Le ruego me permita hablar de ello. Una madre es todas las madres del mundo.
Las madres son lo que son tan solo porque anteponen las necesidades de su hijo a las suyas, mientras que para el resto del género llamado humano está primero, durante y después el yo, mi bienestar, y luego el de los demás. Las madres, en cambio, son de una espontánea abnegación: por esto las amamos –o debíamos amarlas- con un amor único.

# # #

* **EJERCICIOS**:
**A)** Explica en una a tres oraciones por qué, según el texto sobre las madres, las amamos con un amor único.
**B)** Contesta con brevedad estas preguntas sobre el texto sobre las madres:
(i) ¿A qué equivale una madre, según la primera parte?
(ii) Para el resto del género llamado humano, ¿qué está primero, durante y después?
(iii) ¿Qué necesidades anteponen las madres a las suyas?
Las filas no tienen ningún papel en estos ejercicios.

# # #

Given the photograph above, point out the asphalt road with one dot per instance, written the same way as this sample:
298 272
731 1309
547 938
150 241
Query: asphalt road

# # #

* **RESPUESTAS**:
**A)** Porque las madres son de una espontánea abnegación: anteponen las necesidades de su hijo a las suyas. Por eso las amamos, o debíamos amarlas, con un amor único.

**B)**
(i) A todas las madres del mundo.
(ii) El yo y el propio bienestar; luego viene el de los demás.
(iii) Las de su hijo.